→ Extracted text
_ _ _

He invited us on our last day to visit the Peacock Learning Centre, an after-school program for local village children that teaches them English, Chinese and computer skills to supplement their minimal local education. It was started by his family out of their home to help future generations of his village (Spean Chreav - just 5 km from the center of Siem Reap). It only costs $2 a month for parents in the local village to send them to this after school program (this money goes to pay the teachers and to fund school supplies). Students attend every day to learn these additional skills so they have better job prospects in the future, which would be in the tourism and service industries, which is the main option in this part of Cambodia outside of farming. However, for many parents in Cambodia that $2 per month is beyond their means. According to World Bank research, 45% of the population in Siem Reap live under the poverty line. The average household income in many parts of Cambodia is less than $1 a day. 

It is my goal to help the PLC raise money through generous donors in other parts of the world so that they can continue to break the cycle of poverty in Cambodia and leave the world a better place than they found it.

_ _ _

→ Supplied data

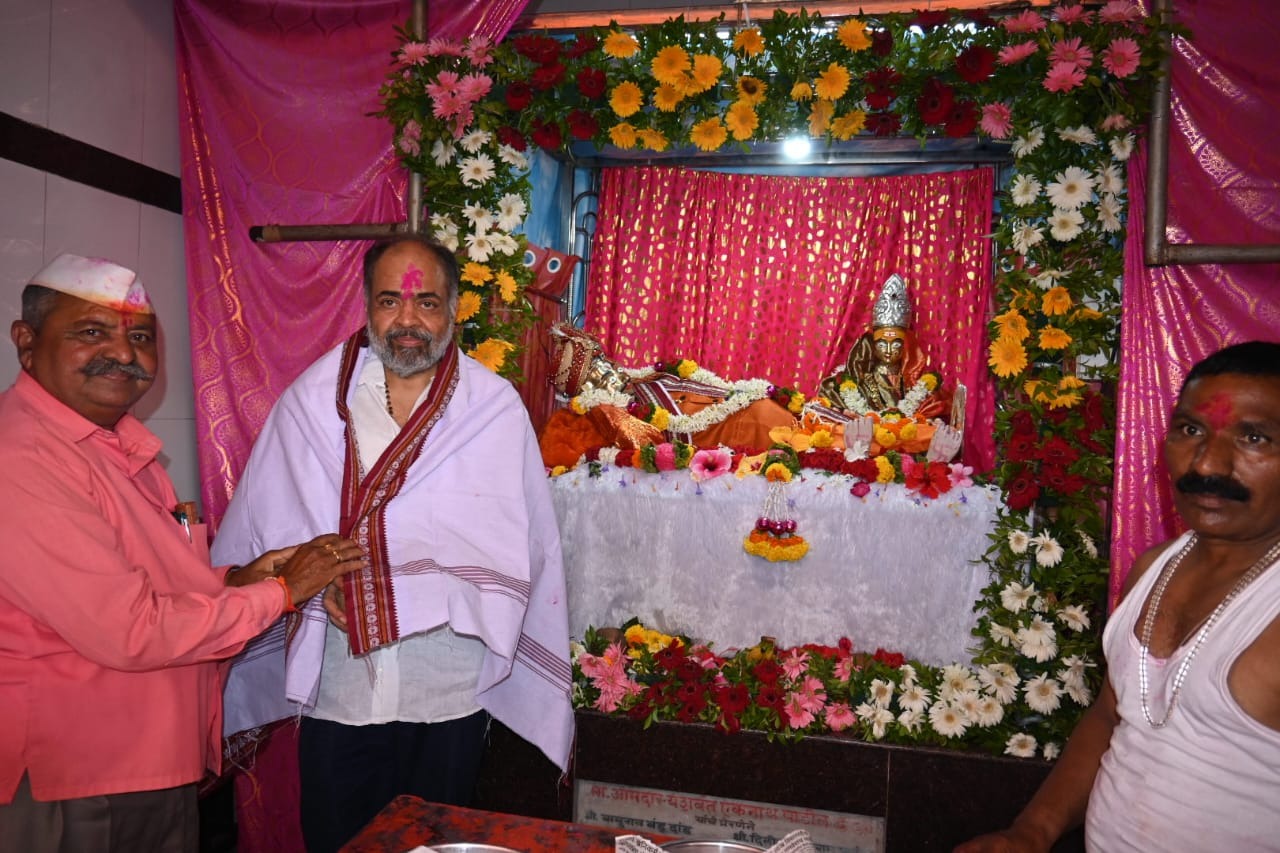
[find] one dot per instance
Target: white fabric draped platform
(891, 569)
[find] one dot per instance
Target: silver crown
(892, 306)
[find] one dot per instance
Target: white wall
(101, 72)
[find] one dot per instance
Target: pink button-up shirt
(112, 623)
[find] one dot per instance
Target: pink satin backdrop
(775, 277)
(275, 129)
(1223, 188)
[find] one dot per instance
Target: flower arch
(1068, 86)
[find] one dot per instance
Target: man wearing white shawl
(428, 460)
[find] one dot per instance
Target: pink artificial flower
(1121, 56)
(414, 53)
(1010, 54)
(1027, 21)
(443, 48)
(711, 463)
(839, 716)
(996, 121)
(1073, 13)
(1070, 50)
(664, 456)
(1119, 12)
(794, 662)
(1115, 122)
(1063, 77)
(795, 712)
(960, 475)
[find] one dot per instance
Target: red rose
(935, 103)
(519, 96)
(590, 82)
(976, 63)
(583, 124)
(961, 119)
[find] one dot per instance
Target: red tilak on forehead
(1217, 410)
(411, 283)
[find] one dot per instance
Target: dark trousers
(350, 772)
(151, 821)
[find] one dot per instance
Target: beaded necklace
(1148, 623)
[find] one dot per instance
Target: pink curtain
(275, 129)
(773, 277)
(1223, 188)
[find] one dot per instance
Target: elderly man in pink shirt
(112, 621)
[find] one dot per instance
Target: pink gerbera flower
(1010, 54)
(1027, 21)
(1121, 56)
(711, 463)
(996, 121)
(1070, 50)
(1063, 77)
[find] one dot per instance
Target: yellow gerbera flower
(667, 97)
(670, 64)
(626, 99)
(1008, 357)
(832, 83)
(749, 42)
(741, 121)
(469, 304)
(853, 35)
(708, 135)
(1056, 301)
(476, 273)
(707, 71)
(1013, 325)
(750, 90)
(507, 286)
(819, 117)
(624, 136)
(652, 140)
(1054, 338)
(849, 124)
(620, 45)
(493, 352)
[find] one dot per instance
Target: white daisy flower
(1072, 188)
(1065, 224)
(1110, 179)
(1024, 145)
(1024, 237)
(1109, 214)
(475, 140)
(1002, 635)
(882, 692)
(1043, 694)
(914, 698)
(1121, 146)
(1037, 641)
(947, 721)
(1024, 190)
(511, 156)
(1082, 135)
(956, 679)
(1048, 552)
(1020, 746)
(1074, 617)
(1018, 541)
(479, 247)
(442, 153)
(476, 170)
(1015, 597)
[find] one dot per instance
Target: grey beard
(407, 363)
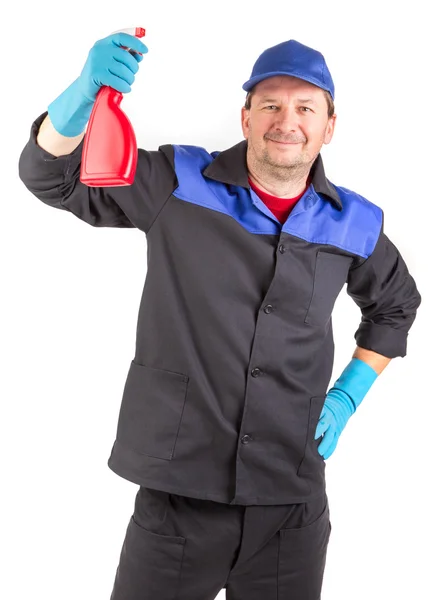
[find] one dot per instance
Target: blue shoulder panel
(355, 228)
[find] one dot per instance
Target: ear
(330, 129)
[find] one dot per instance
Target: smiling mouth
(284, 143)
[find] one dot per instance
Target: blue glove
(341, 402)
(107, 64)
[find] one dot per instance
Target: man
(226, 420)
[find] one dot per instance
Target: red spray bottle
(109, 154)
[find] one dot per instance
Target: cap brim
(248, 85)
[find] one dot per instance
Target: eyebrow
(301, 100)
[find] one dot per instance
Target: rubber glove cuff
(70, 112)
(355, 381)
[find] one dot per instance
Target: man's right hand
(108, 63)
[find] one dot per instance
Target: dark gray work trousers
(181, 548)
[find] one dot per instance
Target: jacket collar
(230, 166)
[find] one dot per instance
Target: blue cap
(292, 58)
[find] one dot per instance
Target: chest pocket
(330, 275)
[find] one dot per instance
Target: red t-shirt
(280, 207)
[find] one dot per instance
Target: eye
(306, 107)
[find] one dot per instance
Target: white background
(71, 292)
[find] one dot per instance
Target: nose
(287, 120)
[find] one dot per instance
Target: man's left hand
(336, 412)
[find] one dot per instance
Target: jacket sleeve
(386, 293)
(55, 181)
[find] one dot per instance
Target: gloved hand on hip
(108, 63)
(341, 402)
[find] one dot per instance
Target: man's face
(284, 131)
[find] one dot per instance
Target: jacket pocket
(330, 275)
(312, 460)
(151, 410)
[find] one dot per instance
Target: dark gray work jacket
(234, 343)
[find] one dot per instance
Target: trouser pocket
(302, 559)
(149, 566)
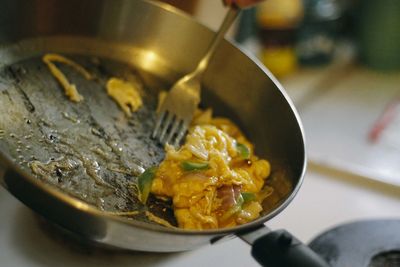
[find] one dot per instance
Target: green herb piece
(247, 196)
(243, 150)
(145, 181)
(194, 166)
(234, 209)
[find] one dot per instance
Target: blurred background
(339, 60)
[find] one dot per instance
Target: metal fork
(177, 110)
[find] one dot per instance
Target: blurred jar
(278, 21)
(318, 31)
(378, 28)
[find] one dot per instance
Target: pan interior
(91, 150)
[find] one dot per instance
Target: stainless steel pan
(91, 144)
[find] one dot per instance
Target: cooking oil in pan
(90, 150)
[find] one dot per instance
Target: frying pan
(87, 155)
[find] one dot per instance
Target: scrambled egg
(214, 179)
(70, 89)
(125, 94)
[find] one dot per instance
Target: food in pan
(125, 94)
(214, 179)
(70, 89)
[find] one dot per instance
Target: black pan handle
(280, 249)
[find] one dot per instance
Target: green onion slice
(243, 150)
(145, 181)
(247, 196)
(194, 166)
(234, 209)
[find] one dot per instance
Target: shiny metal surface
(150, 37)
(182, 100)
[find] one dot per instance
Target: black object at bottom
(368, 243)
(281, 249)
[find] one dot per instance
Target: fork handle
(230, 17)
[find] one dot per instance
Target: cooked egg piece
(70, 89)
(209, 197)
(125, 94)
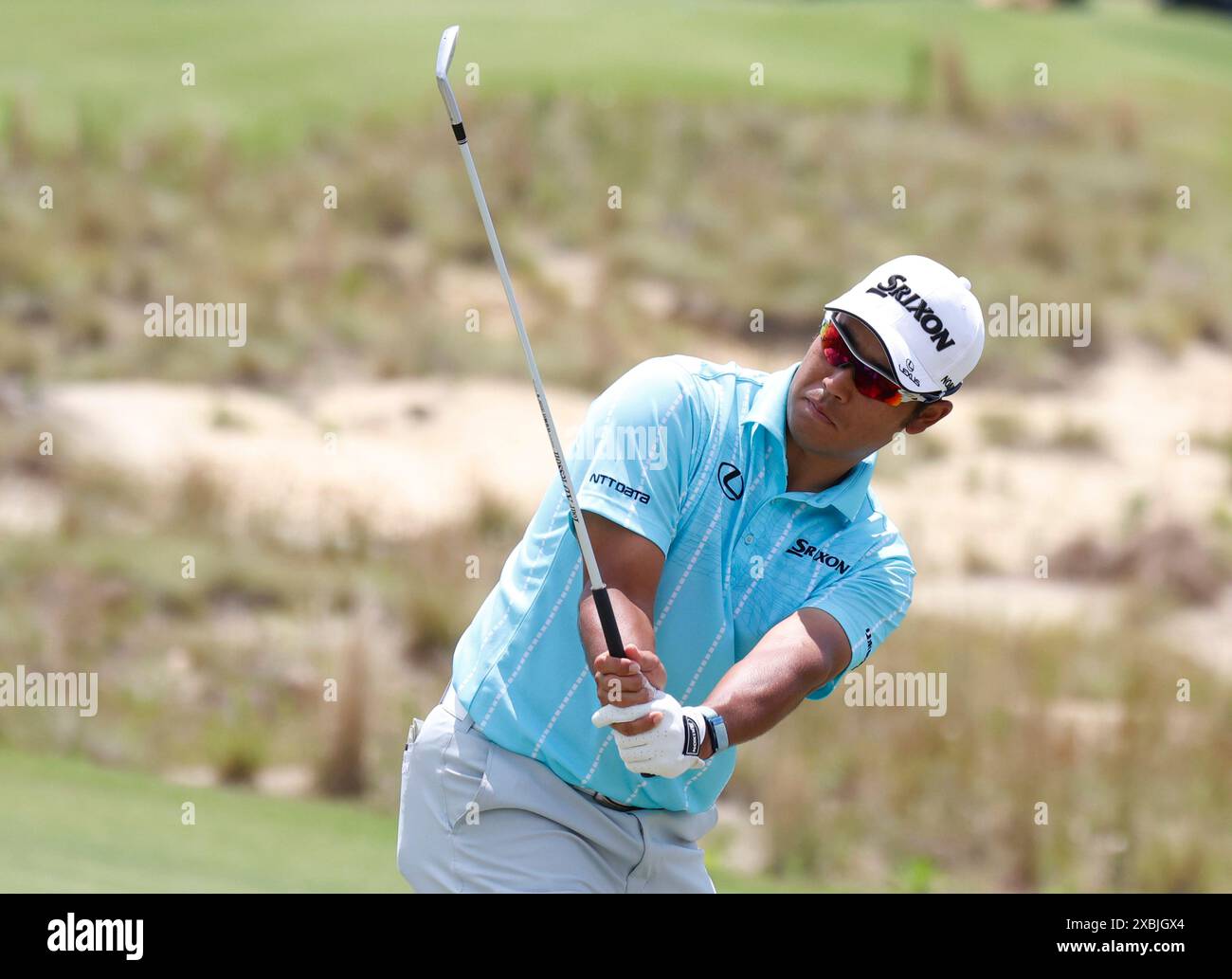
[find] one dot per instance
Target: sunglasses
(869, 382)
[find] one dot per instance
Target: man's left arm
(805, 652)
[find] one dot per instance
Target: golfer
(750, 567)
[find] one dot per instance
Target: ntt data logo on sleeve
(97, 934)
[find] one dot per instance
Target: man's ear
(927, 415)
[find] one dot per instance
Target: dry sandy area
(410, 456)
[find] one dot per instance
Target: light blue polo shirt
(690, 455)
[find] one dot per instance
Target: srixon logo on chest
(896, 288)
(805, 550)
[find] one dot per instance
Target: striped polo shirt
(690, 455)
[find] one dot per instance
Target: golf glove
(670, 748)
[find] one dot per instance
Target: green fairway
(274, 70)
(73, 826)
(68, 825)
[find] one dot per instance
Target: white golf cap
(927, 319)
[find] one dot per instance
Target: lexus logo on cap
(731, 480)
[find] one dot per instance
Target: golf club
(598, 589)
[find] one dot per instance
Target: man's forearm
(772, 679)
(632, 621)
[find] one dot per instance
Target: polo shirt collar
(769, 410)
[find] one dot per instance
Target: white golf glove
(669, 748)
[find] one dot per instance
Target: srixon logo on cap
(896, 288)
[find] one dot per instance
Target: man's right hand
(626, 682)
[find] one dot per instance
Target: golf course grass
(73, 826)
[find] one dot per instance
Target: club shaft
(603, 601)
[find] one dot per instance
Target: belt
(605, 801)
(454, 707)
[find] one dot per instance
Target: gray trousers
(476, 817)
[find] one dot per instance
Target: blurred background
(222, 532)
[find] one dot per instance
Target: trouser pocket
(463, 776)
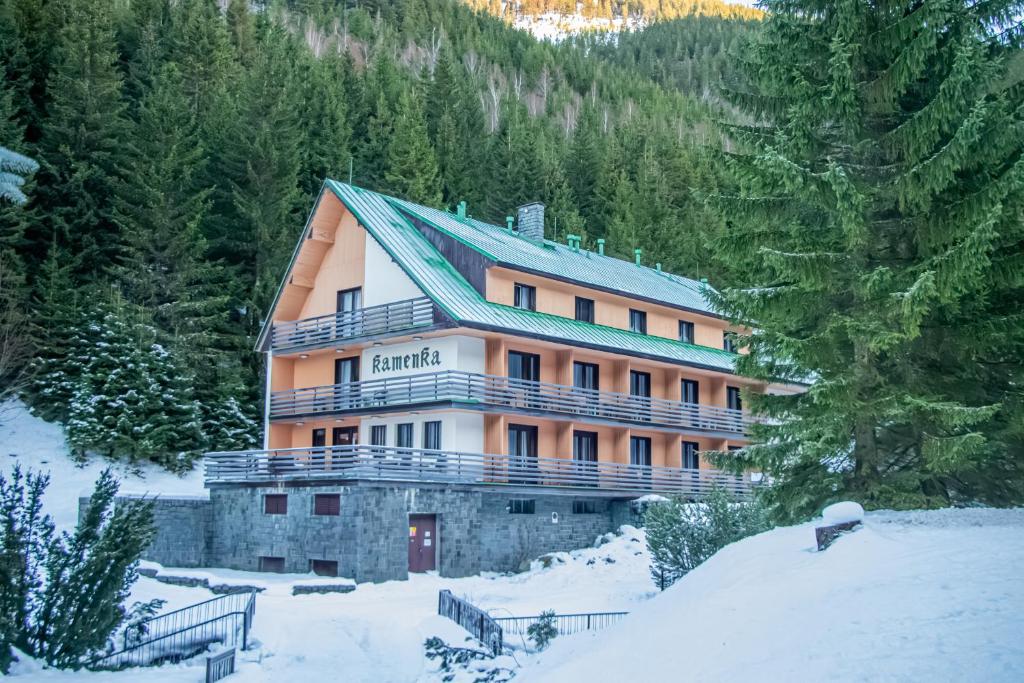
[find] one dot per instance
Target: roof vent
(531, 221)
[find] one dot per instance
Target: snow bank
(40, 445)
(842, 513)
(911, 596)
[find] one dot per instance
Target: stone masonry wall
(183, 530)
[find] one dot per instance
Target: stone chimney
(530, 221)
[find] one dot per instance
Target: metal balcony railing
(343, 327)
(503, 392)
(424, 466)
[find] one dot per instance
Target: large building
(445, 393)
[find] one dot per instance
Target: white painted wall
(440, 353)
(460, 431)
(384, 282)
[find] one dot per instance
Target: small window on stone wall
(584, 507)
(519, 506)
(275, 564)
(275, 504)
(324, 567)
(327, 504)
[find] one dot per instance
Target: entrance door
(422, 543)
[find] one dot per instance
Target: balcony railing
(418, 465)
(346, 326)
(503, 392)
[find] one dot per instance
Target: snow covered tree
(877, 231)
(683, 535)
(132, 398)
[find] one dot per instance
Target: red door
(422, 543)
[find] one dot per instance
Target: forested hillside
(181, 144)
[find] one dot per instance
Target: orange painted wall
(558, 298)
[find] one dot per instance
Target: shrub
(681, 535)
(62, 594)
(543, 631)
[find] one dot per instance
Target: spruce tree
(877, 226)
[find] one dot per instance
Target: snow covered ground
(40, 446)
(910, 596)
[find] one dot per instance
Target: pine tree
(412, 164)
(82, 143)
(877, 229)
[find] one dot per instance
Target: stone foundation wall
(369, 540)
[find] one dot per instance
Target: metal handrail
(421, 465)
(505, 392)
(345, 326)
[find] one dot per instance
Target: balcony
(363, 324)
(504, 394)
(414, 466)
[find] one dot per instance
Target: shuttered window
(275, 564)
(275, 504)
(327, 504)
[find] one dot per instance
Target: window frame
(332, 503)
(278, 508)
(641, 316)
(520, 290)
(690, 335)
(589, 307)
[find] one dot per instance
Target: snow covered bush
(681, 535)
(543, 631)
(61, 595)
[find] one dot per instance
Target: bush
(681, 535)
(61, 595)
(543, 631)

_ _ _

→ Directions
A – What percentage of the population in Siem Reap lives under the poverty line, according to the Peacock Learning Centre text?
B – In the Peacock Learning Centre text, swap "PLC" for "Peacock Learning Centre" in the part starting with "It is my goal" and going on through "they found it.".

→ Expected answers
A – 45%

B –
It is my goal to help the Peacock Learning Centre raise money through generous donors in other parts of the world so that they can continue to break the cycle of poverty in Cambodia and leave the world a better place than they found it.